* _Direction_: Tally the lines in the material below that contain the string "hair", with case counting, and give only the number.

* _Raw records_:
━━━━━━━━━━━━━━━━━━━━
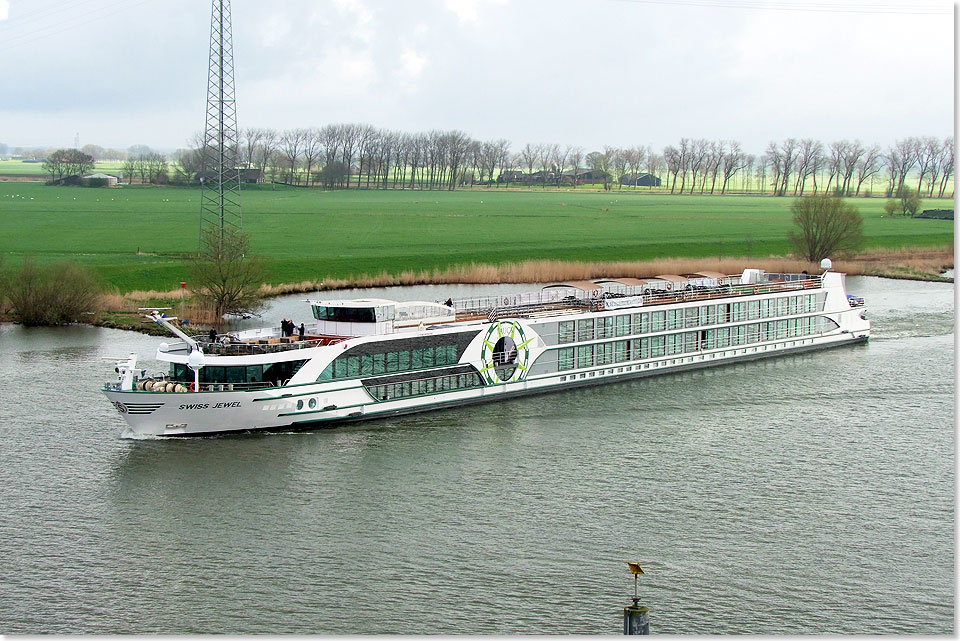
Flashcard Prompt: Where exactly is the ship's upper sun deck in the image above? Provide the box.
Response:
[195,269,822,355]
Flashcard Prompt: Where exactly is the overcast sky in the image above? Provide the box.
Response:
[0,0,955,153]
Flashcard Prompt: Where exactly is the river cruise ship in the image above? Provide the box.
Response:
[103,261,870,436]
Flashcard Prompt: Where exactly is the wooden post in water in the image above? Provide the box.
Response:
[623,561,650,634]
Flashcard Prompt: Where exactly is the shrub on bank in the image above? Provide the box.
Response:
[4,259,101,325]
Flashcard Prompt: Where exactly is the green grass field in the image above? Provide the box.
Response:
[0,182,953,291]
[0,159,123,180]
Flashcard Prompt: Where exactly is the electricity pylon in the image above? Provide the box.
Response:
[200,0,242,255]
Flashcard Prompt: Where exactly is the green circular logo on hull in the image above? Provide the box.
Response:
[480,321,533,385]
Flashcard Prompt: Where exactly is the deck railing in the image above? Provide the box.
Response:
[453,273,821,321]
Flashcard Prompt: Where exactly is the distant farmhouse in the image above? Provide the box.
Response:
[620,174,660,187]
[80,173,119,187]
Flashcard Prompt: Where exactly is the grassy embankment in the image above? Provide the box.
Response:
[0,183,953,330]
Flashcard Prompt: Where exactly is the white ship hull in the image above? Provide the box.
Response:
[104,292,870,436]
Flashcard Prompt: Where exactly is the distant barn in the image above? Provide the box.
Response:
[620,174,660,187]
[80,173,119,187]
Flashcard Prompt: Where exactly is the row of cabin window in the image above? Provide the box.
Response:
[367,374,483,401]
[170,360,305,384]
[557,316,837,370]
[317,345,457,381]
[558,294,818,343]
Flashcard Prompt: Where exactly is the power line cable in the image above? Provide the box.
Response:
[610,0,953,15]
[0,0,152,52]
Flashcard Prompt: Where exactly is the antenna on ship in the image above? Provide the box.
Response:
[200,0,242,255]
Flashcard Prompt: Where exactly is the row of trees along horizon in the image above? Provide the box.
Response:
[24,129,954,198]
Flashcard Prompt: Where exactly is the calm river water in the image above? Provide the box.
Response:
[0,278,955,634]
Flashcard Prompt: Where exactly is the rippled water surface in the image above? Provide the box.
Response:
[0,278,955,634]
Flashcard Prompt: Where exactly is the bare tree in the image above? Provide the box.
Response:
[700,140,727,194]
[710,141,746,194]
[886,138,919,196]
[240,127,266,167]
[663,145,683,194]
[823,140,850,193]
[913,136,941,194]
[550,145,570,188]
[681,138,710,194]
[647,147,664,189]
[519,143,540,180]
[570,147,583,188]
[191,227,264,327]
[937,136,954,198]
[280,129,307,184]
[303,127,323,186]
[537,144,556,189]
[856,145,883,196]
[790,194,863,262]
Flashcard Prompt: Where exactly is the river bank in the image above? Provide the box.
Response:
[0,248,954,336]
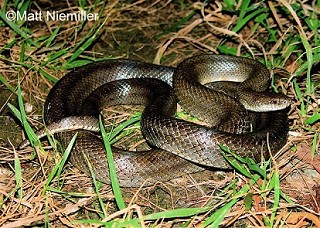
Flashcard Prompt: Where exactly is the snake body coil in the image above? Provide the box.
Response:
[38,55,289,187]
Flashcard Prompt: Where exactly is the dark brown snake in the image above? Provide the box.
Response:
[20,55,290,187]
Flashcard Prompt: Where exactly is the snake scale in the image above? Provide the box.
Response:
[23,55,290,187]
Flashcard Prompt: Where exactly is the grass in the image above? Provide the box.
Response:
[0,0,320,227]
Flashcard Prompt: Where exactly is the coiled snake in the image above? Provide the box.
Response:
[20,55,290,187]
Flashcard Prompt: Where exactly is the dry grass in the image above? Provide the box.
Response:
[0,0,320,227]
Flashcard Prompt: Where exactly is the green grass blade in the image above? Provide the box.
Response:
[0,75,16,93]
[99,116,126,210]
[43,134,77,193]
[68,17,108,63]
[14,150,22,198]
[83,148,108,218]
[202,184,250,227]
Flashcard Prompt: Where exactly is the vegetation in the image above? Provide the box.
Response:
[0,0,320,227]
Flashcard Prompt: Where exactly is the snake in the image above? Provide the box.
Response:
[20,54,290,187]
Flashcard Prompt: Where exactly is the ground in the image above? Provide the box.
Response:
[0,0,320,227]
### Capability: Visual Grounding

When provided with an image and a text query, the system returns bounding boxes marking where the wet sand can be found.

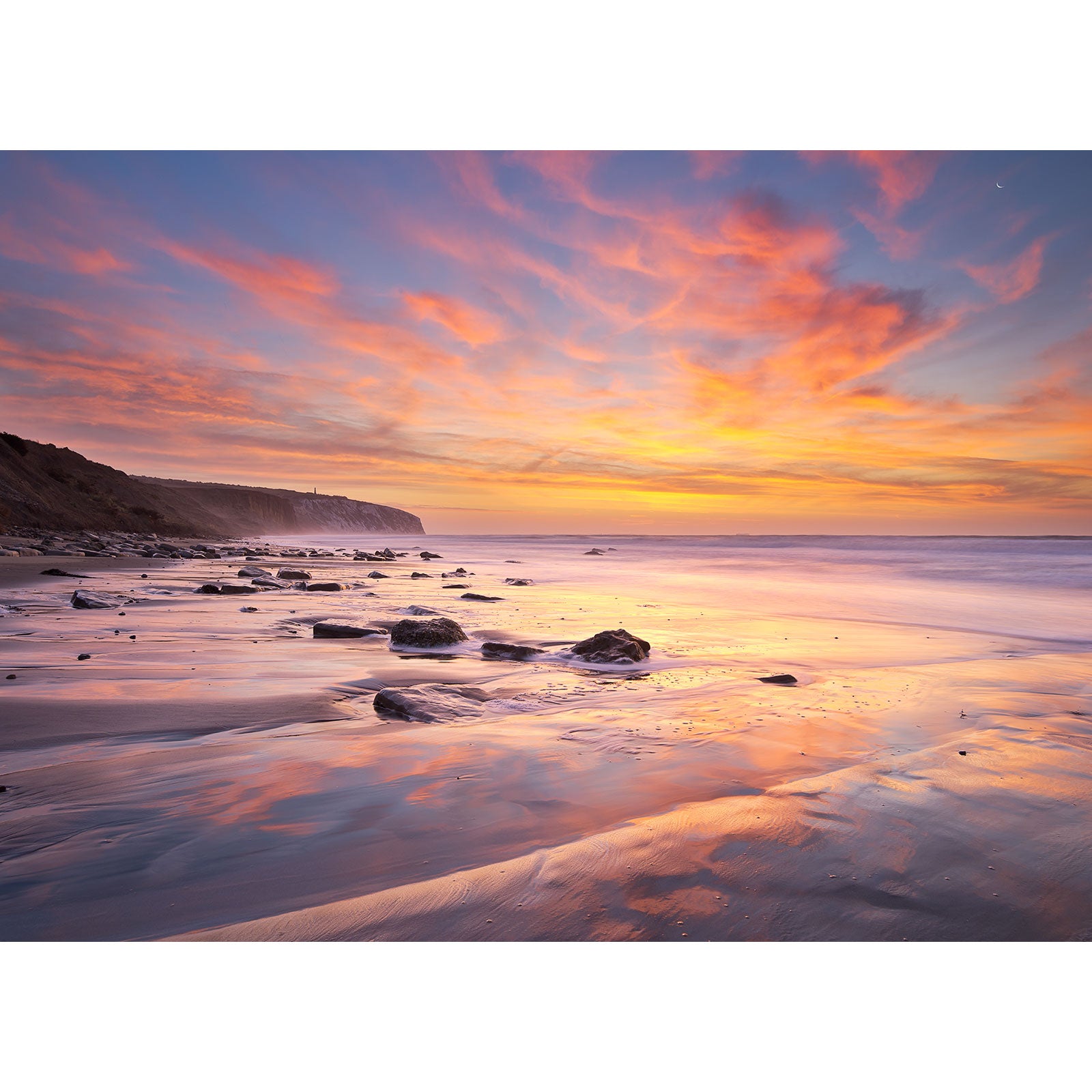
[0,538,1092,940]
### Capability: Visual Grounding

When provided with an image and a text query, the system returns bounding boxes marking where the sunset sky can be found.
[0,152,1092,534]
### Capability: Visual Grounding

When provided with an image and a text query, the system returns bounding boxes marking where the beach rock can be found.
[482,641,543,659]
[570,629,652,664]
[69,588,121,610]
[197,583,261,595]
[391,618,466,648]
[311,621,386,637]
[373,682,490,723]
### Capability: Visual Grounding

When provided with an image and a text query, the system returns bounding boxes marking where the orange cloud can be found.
[958,236,1052,304]
[846,152,941,213]
[402,291,504,345]
[0,213,132,276]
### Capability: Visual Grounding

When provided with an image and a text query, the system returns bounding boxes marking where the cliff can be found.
[136,477,425,535]
[0,433,424,537]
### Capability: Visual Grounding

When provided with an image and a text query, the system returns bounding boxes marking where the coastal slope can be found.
[0,433,425,537]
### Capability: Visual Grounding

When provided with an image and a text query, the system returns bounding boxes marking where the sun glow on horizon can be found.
[0,152,1092,534]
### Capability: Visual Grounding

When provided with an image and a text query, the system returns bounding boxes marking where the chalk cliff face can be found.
[138,477,425,535]
[0,433,425,536]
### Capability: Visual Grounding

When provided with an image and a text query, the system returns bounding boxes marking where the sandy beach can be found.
[0,536,1092,940]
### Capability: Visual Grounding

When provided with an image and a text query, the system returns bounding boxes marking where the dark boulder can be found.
[391,618,466,648]
[373,682,490,723]
[70,588,121,610]
[570,629,652,664]
[311,621,386,637]
[197,584,261,595]
[482,641,543,659]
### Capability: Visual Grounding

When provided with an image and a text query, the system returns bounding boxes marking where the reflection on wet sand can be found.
[0,539,1092,940]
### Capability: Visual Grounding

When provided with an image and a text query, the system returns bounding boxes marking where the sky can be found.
[0,152,1092,534]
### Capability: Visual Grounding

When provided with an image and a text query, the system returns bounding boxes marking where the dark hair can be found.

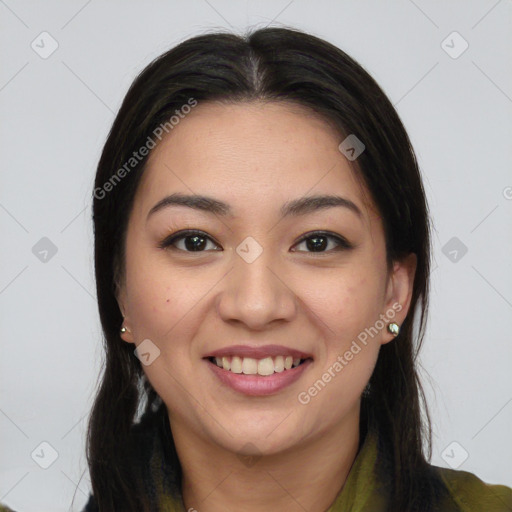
[87,28,442,512]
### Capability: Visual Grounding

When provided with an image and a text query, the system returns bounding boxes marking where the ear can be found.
[382,253,418,343]
[116,285,135,343]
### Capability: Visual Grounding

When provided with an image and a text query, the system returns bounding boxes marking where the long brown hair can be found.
[87,28,440,512]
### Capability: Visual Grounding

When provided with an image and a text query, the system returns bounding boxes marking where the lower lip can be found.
[206,359,313,396]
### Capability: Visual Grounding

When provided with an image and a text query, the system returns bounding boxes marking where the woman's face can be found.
[118,102,415,454]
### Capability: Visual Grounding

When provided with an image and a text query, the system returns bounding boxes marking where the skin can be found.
[118,102,416,512]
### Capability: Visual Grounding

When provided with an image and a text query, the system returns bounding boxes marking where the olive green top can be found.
[37,406,512,512]
[152,428,512,512]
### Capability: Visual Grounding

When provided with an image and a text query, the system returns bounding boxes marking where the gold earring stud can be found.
[388,322,400,336]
━━━━━━━━━━━━━━━━━━━━
* _Exercise answer_: 2